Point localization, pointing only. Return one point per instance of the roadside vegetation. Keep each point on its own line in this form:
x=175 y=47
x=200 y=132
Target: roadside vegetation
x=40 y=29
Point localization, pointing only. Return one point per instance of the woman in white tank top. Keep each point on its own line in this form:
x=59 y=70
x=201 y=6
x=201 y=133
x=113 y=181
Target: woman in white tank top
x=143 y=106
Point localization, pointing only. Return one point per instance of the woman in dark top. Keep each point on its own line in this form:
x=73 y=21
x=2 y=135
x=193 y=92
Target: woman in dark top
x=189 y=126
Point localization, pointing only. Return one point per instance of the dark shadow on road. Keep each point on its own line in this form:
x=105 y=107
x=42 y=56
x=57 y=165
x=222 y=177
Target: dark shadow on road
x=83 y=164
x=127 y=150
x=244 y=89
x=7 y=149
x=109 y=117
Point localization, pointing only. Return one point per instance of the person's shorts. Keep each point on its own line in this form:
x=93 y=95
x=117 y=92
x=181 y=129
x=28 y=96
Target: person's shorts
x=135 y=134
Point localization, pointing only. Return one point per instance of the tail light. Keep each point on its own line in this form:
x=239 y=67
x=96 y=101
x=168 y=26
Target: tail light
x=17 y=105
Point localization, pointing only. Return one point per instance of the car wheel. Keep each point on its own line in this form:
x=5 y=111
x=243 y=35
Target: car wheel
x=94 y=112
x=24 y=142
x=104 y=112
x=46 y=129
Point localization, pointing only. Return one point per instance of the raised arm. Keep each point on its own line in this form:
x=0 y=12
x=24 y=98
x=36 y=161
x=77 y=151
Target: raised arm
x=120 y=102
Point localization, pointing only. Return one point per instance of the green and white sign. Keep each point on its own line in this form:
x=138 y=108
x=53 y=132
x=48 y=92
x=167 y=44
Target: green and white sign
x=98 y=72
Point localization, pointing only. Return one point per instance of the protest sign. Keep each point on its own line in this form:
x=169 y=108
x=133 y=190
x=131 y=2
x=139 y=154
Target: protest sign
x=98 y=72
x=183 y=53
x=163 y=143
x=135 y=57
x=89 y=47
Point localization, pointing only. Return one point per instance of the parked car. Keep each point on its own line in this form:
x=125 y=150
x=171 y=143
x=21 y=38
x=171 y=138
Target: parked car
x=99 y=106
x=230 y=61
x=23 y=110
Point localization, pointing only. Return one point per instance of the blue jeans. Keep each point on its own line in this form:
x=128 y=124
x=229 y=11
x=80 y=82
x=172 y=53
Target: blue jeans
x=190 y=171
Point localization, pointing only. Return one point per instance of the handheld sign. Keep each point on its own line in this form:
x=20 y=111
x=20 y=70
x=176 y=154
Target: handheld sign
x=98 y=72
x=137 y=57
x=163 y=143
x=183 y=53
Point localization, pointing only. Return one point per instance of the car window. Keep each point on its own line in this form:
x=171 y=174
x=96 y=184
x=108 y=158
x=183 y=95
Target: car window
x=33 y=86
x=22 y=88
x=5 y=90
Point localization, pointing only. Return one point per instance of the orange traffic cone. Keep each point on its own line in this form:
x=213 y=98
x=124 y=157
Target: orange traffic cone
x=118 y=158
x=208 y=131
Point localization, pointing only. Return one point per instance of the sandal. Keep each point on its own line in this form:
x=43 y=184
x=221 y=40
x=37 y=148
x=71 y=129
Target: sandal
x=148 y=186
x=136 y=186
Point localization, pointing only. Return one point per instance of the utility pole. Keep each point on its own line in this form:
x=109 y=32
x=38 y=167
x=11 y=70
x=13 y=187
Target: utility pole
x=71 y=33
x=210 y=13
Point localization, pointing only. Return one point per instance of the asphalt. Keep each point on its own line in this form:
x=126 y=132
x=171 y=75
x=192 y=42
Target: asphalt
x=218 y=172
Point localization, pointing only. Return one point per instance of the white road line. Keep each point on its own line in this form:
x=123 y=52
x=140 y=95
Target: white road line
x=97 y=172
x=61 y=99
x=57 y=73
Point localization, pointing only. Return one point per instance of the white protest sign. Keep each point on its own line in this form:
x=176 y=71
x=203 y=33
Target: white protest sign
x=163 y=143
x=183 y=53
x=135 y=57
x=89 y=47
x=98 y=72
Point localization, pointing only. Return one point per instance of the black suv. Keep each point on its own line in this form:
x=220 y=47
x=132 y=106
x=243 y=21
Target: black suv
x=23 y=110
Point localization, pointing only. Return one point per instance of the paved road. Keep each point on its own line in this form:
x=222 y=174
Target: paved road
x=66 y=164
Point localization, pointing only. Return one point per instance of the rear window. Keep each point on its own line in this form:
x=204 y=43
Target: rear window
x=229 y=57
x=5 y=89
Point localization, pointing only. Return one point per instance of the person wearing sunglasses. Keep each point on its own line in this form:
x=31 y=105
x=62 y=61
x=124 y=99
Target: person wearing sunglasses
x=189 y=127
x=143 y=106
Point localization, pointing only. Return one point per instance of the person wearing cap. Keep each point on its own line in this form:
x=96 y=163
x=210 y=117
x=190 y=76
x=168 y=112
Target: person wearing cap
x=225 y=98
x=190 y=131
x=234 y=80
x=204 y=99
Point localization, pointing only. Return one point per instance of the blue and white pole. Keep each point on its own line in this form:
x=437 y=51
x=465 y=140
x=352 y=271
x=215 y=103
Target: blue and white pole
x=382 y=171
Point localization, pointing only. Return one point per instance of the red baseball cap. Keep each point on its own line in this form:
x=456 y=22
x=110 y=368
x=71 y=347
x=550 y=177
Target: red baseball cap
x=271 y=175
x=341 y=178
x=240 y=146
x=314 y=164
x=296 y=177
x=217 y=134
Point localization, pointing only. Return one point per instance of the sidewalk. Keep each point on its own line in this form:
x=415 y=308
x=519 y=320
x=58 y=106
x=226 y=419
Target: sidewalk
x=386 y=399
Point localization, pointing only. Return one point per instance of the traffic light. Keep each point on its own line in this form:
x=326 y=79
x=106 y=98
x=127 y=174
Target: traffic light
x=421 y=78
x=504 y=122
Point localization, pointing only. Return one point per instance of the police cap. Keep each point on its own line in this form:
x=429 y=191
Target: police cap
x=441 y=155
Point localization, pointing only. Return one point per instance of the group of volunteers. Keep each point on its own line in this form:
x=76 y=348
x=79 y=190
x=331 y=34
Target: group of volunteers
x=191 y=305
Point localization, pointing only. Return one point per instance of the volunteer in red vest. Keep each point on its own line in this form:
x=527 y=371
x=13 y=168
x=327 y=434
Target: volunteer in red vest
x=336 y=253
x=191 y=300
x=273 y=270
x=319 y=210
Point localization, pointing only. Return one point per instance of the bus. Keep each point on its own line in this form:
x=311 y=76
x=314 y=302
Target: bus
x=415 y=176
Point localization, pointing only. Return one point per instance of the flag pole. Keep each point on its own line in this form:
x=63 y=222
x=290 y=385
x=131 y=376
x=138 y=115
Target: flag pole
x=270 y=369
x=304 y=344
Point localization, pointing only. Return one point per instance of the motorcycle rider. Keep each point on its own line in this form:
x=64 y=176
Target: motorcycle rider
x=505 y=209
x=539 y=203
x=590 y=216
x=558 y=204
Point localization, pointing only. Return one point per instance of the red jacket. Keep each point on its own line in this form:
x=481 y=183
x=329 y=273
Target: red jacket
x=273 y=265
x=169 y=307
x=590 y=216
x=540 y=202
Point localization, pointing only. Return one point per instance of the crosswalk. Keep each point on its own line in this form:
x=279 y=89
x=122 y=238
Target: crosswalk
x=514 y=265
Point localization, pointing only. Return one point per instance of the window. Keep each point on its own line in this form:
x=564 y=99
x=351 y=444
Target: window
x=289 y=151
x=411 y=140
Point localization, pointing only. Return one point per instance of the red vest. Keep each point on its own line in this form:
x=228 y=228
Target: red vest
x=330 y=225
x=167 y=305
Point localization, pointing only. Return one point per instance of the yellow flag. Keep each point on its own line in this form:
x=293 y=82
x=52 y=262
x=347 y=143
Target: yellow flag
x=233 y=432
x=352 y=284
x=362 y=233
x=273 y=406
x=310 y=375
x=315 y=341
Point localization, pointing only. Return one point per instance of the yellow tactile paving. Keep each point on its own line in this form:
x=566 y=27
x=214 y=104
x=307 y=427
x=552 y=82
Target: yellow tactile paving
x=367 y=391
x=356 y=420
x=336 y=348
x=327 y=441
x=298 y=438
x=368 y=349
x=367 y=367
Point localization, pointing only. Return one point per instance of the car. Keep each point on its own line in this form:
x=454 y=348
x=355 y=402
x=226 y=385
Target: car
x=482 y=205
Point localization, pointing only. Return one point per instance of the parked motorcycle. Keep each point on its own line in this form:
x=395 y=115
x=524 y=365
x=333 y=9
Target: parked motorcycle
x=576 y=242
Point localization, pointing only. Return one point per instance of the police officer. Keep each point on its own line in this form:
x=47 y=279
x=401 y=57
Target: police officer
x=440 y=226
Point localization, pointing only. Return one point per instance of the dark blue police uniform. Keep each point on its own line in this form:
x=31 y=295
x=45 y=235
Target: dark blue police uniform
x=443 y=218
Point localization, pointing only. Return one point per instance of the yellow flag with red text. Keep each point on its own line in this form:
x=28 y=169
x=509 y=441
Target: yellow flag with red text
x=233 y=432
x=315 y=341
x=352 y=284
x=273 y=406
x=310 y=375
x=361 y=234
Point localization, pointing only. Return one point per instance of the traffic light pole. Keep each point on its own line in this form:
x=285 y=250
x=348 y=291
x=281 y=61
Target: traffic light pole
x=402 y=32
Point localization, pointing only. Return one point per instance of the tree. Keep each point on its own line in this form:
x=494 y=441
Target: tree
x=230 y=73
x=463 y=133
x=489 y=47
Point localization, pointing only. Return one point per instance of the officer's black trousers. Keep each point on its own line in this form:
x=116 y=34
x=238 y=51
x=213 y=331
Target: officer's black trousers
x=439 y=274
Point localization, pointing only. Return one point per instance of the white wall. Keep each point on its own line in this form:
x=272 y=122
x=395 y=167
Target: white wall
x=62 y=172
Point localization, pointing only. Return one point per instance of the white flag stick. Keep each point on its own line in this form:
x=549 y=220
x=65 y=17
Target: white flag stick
----------
What is required = In the listing above, transcribe exactly everything from the line containing "Target: woman in white tank top" down to the line containing "of the person's", including both and nothing more.

Solution to this task =
Target: woman in white tank top
x=143 y=106
Point localization, pointing only. Return one point per instance of the woman in dark top. Keep each point on its own line in this form:
x=73 y=21
x=2 y=135
x=193 y=92
Target: woman in dark top
x=189 y=126
Point localization, pointing only. Return one point per instance of the dark shadow on road. Keep each point on its own line in this form:
x=105 y=107
x=42 y=56
x=57 y=165
x=222 y=177
Target: dark shadow on road
x=83 y=164
x=127 y=150
x=244 y=89
x=7 y=149
x=109 y=117
Point localization, pointing only. Return one point per instance of the person's shorts. Keep each point on its own line in this form:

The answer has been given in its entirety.